[Dataset excerpts]
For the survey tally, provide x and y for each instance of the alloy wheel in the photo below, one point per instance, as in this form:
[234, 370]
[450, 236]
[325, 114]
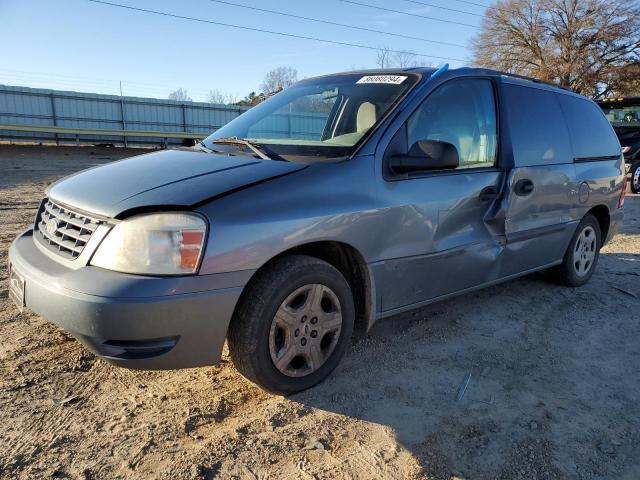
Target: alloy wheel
[305, 330]
[584, 252]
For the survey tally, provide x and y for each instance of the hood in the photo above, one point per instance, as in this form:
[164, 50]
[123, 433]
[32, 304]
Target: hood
[169, 177]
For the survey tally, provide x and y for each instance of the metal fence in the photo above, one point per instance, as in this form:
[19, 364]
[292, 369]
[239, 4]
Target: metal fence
[54, 108]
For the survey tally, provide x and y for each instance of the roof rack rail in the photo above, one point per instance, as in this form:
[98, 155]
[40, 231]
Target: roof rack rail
[536, 80]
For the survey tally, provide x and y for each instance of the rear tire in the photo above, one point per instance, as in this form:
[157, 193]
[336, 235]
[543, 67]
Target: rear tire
[635, 177]
[582, 255]
[292, 325]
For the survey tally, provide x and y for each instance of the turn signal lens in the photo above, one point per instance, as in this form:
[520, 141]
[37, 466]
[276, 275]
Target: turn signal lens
[154, 244]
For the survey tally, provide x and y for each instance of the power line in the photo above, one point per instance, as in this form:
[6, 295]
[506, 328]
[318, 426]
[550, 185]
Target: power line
[473, 3]
[328, 22]
[443, 8]
[271, 32]
[376, 7]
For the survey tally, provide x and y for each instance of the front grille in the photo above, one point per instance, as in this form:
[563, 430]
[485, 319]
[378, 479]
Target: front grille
[62, 230]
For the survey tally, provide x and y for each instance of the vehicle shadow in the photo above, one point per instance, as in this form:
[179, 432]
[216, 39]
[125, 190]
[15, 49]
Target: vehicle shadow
[539, 394]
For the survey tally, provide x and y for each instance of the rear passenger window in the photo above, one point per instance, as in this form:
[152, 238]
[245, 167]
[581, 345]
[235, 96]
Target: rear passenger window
[591, 134]
[538, 131]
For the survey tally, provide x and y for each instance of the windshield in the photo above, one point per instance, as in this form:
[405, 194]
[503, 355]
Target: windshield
[623, 115]
[320, 118]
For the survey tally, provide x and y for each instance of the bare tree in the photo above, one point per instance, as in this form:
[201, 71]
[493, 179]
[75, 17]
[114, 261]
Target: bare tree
[180, 95]
[387, 58]
[587, 45]
[278, 79]
[221, 98]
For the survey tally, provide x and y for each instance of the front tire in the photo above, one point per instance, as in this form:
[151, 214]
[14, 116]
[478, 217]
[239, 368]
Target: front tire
[293, 324]
[635, 177]
[582, 255]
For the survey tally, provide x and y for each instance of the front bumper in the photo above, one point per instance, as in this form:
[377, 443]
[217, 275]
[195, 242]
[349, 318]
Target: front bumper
[132, 321]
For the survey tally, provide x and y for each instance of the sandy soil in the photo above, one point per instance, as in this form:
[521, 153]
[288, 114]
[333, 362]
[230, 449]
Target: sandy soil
[553, 393]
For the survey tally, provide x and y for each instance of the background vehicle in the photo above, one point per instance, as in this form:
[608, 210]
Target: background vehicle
[402, 188]
[624, 115]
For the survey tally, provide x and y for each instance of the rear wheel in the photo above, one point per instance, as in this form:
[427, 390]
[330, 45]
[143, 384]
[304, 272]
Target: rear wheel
[292, 325]
[635, 177]
[581, 257]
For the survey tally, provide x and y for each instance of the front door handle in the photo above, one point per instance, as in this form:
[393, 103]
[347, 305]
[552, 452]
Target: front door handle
[523, 187]
[488, 193]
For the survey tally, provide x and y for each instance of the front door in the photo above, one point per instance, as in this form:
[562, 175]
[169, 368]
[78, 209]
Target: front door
[438, 239]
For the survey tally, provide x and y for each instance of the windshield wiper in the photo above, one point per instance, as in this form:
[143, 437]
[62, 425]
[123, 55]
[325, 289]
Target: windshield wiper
[203, 148]
[241, 141]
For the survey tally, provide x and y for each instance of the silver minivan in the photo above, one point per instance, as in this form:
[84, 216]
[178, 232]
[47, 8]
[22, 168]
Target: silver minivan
[339, 201]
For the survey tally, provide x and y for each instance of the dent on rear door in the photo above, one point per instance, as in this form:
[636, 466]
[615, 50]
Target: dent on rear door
[437, 238]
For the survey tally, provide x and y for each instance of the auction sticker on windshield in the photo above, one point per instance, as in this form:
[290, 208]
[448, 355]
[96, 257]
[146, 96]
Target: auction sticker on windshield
[391, 79]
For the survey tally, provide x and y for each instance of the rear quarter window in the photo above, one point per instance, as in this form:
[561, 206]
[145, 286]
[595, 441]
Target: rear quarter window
[538, 130]
[591, 133]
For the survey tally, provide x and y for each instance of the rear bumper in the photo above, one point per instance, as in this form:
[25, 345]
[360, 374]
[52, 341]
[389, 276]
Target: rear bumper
[132, 321]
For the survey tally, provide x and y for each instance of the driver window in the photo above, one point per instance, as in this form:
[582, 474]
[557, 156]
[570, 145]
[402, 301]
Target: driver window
[462, 113]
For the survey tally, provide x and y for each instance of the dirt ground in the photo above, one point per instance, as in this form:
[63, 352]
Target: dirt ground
[554, 390]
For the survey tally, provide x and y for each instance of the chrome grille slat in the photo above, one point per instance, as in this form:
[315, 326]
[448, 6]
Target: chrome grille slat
[78, 221]
[72, 229]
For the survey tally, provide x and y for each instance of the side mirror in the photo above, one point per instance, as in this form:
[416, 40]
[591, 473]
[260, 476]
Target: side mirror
[426, 155]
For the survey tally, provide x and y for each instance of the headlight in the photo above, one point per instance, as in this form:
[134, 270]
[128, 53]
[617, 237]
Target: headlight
[154, 244]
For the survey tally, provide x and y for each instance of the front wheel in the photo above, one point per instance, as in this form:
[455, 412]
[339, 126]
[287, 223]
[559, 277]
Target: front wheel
[293, 324]
[582, 255]
[635, 177]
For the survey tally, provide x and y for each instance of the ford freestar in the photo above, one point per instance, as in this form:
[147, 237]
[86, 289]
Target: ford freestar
[337, 202]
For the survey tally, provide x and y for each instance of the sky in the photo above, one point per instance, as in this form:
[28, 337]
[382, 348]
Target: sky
[90, 47]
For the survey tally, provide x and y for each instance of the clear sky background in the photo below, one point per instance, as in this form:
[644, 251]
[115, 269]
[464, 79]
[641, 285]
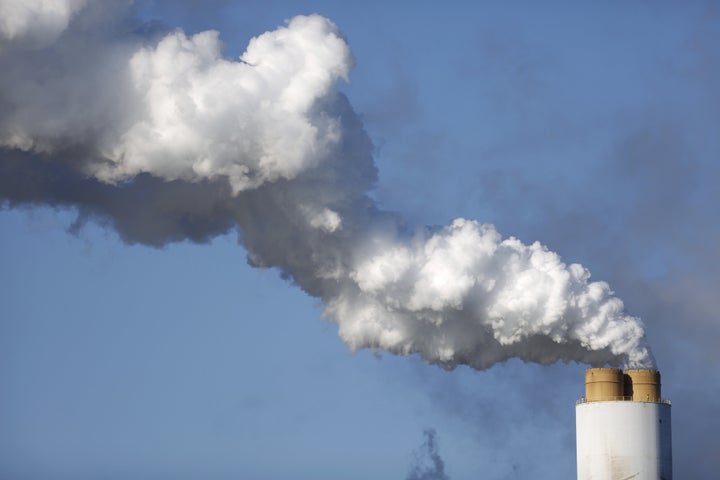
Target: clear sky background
[594, 129]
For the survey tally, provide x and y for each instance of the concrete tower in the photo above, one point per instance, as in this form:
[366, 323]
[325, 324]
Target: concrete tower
[623, 427]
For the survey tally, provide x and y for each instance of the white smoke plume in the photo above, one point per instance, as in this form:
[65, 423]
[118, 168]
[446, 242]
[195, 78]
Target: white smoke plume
[428, 464]
[159, 135]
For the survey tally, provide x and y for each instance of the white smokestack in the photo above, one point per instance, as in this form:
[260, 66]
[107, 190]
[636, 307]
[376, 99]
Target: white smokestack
[623, 427]
[166, 139]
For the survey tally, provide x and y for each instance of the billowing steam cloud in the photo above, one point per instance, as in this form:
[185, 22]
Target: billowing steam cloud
[428, 464]
[158, 135]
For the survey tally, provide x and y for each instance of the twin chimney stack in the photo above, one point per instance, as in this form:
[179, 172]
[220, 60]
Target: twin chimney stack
[623, 427]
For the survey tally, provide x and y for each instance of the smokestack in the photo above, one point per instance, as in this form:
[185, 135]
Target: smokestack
[623, 426]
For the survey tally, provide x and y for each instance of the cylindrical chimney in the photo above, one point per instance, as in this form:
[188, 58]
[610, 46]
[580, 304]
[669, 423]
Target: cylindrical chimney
[623, 427]
[603, 384]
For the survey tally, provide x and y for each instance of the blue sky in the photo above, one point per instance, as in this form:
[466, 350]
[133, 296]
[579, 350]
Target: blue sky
[590, 128]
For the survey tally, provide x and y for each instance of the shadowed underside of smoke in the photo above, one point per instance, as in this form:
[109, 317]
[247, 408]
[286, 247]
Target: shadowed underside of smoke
[427, 463]
[166, 140]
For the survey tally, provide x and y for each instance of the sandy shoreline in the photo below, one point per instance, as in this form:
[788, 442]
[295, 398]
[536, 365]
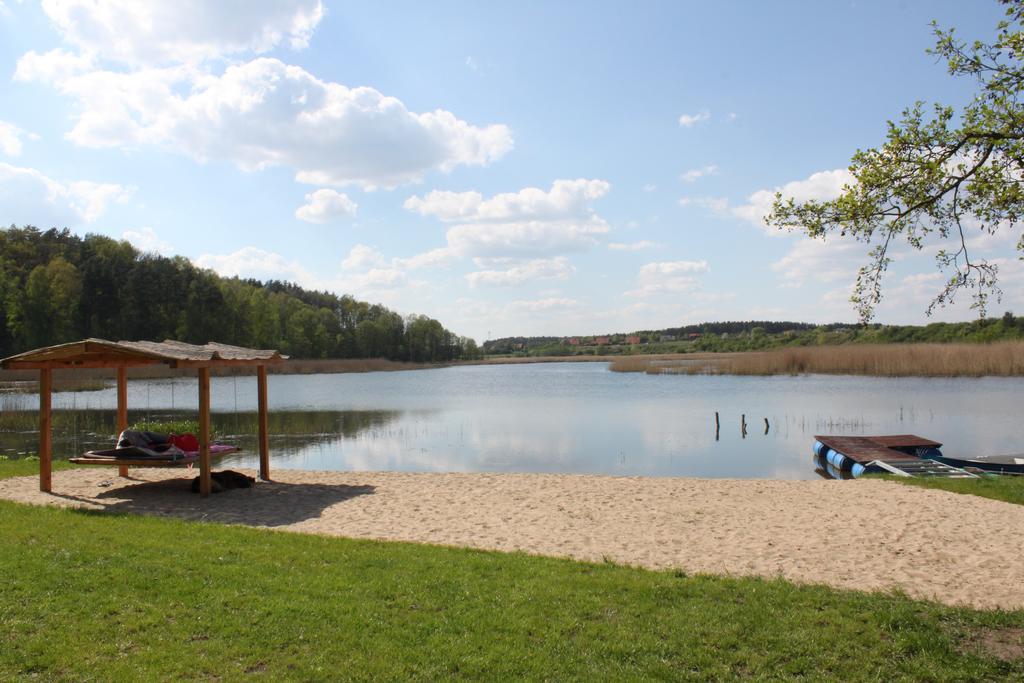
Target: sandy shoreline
[854, 535]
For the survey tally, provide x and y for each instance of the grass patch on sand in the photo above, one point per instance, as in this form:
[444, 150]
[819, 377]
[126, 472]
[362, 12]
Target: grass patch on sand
[1007, 488]
[90, 596]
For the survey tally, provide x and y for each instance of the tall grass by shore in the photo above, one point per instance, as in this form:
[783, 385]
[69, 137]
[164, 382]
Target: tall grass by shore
[996, 359]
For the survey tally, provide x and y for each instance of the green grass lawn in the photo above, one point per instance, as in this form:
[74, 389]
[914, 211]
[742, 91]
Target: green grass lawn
[90, 596]
[1009, 488]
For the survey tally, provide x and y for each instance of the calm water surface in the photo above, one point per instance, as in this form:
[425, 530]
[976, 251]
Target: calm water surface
[567, 417]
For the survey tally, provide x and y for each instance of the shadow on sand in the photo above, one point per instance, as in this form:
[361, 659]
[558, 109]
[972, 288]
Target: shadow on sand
[267, 504]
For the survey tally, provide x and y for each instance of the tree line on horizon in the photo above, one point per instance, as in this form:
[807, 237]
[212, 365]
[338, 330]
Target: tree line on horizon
[759, 335]
[57, 287]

= Assignment =
On how many lines above does the word "below" appear? Only the number should be given.

= Problem solution =
3